BEGIN

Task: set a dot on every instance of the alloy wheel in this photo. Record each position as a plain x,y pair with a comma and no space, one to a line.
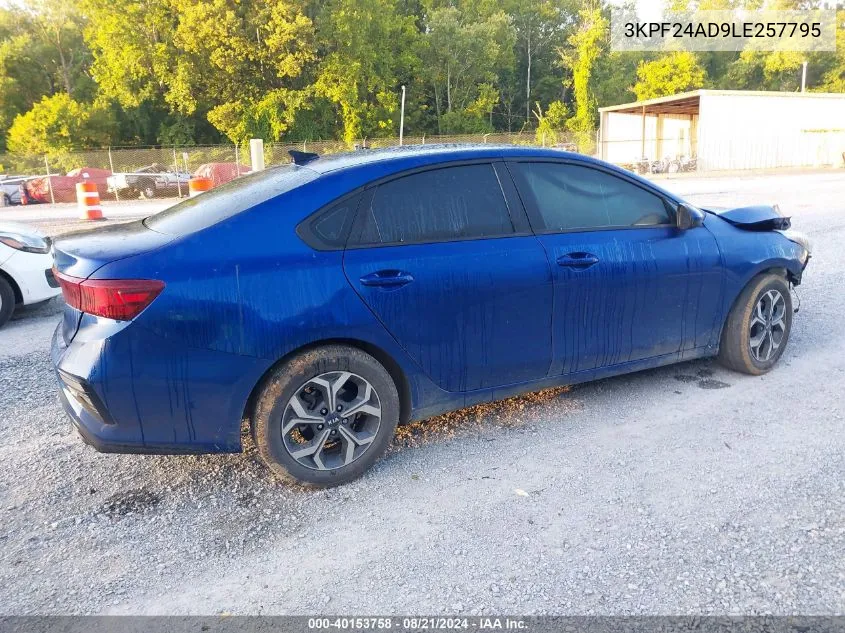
331,420
768,325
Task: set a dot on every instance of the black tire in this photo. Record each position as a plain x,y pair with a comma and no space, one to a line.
7,301
293,377
736,351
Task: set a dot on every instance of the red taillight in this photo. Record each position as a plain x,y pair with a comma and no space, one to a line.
121,299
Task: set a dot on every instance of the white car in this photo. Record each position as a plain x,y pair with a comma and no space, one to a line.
26,268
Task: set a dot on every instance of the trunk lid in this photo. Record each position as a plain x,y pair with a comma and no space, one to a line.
754,218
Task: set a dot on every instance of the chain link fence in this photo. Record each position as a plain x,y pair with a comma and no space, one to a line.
129,173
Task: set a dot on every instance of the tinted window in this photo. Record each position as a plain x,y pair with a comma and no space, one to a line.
230,199
443,204
329,228
572,197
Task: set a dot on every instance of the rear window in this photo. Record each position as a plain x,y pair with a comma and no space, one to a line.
230,199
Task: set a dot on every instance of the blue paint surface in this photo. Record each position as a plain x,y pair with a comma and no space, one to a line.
479,320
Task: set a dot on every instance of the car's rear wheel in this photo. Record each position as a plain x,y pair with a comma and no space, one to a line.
7,301
758,326
325,416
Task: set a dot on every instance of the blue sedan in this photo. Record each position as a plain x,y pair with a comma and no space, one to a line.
324,302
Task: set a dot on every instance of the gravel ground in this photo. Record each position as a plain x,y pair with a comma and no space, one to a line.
683,490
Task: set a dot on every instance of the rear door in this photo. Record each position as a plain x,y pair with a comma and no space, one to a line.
629,285
456,277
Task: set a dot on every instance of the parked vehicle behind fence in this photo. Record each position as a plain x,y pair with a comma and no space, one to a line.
220,173
10,190
152,181
26,274
327,301
38,190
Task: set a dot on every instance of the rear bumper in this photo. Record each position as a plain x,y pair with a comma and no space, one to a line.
132,392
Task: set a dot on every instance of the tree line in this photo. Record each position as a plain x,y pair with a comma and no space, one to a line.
174,72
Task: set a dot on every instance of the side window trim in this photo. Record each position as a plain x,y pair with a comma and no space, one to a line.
305,229
370,190
516,208
535,217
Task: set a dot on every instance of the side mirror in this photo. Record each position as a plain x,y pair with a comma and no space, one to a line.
687,217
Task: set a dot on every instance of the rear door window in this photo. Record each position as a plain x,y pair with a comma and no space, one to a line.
566,197
451,203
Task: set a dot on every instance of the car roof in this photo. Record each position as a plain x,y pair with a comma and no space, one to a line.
367,164
431,154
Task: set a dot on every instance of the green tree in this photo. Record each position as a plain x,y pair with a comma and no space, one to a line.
57,125
551,123
586,46
368,50
540,27
667,75
41,53
459,57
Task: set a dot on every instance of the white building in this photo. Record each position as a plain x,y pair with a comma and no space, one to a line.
728,129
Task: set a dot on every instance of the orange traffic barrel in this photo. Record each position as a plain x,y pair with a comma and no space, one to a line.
88,199
198,185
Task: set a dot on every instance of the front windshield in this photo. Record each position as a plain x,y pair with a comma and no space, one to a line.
230,199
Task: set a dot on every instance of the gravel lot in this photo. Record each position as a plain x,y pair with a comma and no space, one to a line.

END

Problem to work on — Please copy the lines above word for word, setting down every one of them but leaving out the pictures.

The response —
Task: set a dot on every instance of the alloy wheel in this photo. Record each position as a plain x,y pair with a comma and no space, one to a line.
331,420
768,325
Task: set a dot on every instance of the black tire in this photo. Record each position as a plain x,y pair with a comma and no space, one to a line.
7,301
293,377
736,351
Task: set a dot on every instance of the red taillight in this photo. Record each position as a plain x,y pair with a comma and no space, one to a line.
121,299
Task: set a dot on every instance of the white car in this photo. Record each position as a plain x,y pair with a comma and no space, one to a line.
26,268
Task: set a dot on every instance of the trunk lid in this photo. Record each position as a plain x,y pair with a comma and no space, one to a line.
754,218
Task: set a dot on every instance of the chain link fence in this photo. Record each position as a plain x,y pair with a comma and no space, one to a line.
129,173
Task: set a dot on every instance of the tinted window in this photo. Record each position as a plain x,y pair with a comma and no space, one to a line.
230,199
443,204
329,228
572,197
Task: set a dot on every instance of the rear window in this photo. Record each position as a plain x,y pair with a comma and no space, one to a line.
230,199
Task: set a dot on every instance of the blue paint surface in this photo. Record each position as a plain x,y pair with a comma and no space, one to a line.
479,320
Task: set a dot on every instance of the car's rear wheel in this photo. Record each position as a plain x,y pair with a comma and no space, one to a line.
7,301
758,326
325,416
Task: set a dot on every instance of the blue sedan in this photo. Record each position as a plain x,y pair with a comma and no space, one to a line.
324,302
Task: set a dot on every instance of the gravel ground in this photo. Record each position as a plain x,y pair with a comma and no space, one to a line.
683,490
Task: set a dot on every instance of the rear door in this photo. Record each position as a plain x,y pair with a comma and no space, one to a line.
629,285
456,277
Task: set a dot on every instance of the parked vehicle behind fence in this photo. Record each position as a plain x,y pair with a comma and no space, one to a line.
220,173
10,190
152,181
26,274
327,301
38,190
Task: set a dot on every instance of the rear bumper in this photo. Record each position as a plain x,y pair with a comma and no space, one to a line.
132,392
Task: set a dot on every instance of the tree line in this photo. Record each position as a plain x,y pair with a comma and no space, one to a line.
174,72
Task: set a dot on every instance of the side window trim in this photo. Record each position as a plain x,y pair with a comma and no space, one to a line.
305,229
370,190
516,208
535,217
Task: set a dot on every instance of the side mirror in this photo. Record each position as a plain x,y pair with a comma and no space, one to a line.
687,217
Task: set a dot on every instance of the rear door window in this photo. Record each position as a plain x,y pair with a comma and no space, one to a line.
566,197
451,203
Task: set a dot on every instance of the car roof in this photo. Record each position as a plain x,y pair with a comma and no space, one to a line.
367,164
431,154
Task: set a dot on every instance of the green tree in this photo. Record each position as a plain x,y pair with a comma and no space, one to a line.
57,125
551,123
586,46
368,50
540,27
667,75
41,53
459,57
Task: set a dot on every instance of the white building in this photo. Record each position as a plain x,y pair with a comma and no space, one to a line.
728,129
Task: set a dot on every instance of the orange traffic barrel in this photo. Record each position as a plain x,y pair with a comma and no space, one to a line.
88,199
198,185
Task: set a dot on every instance of the front windshield in this photo. Record each position as a plain x,y pair with a comma and no space, one to a line.
230,199
Task: set a dot on every instance of the gravel lot in this photo. Record each position as a plain x,y pair with a comma and no space, one to a line.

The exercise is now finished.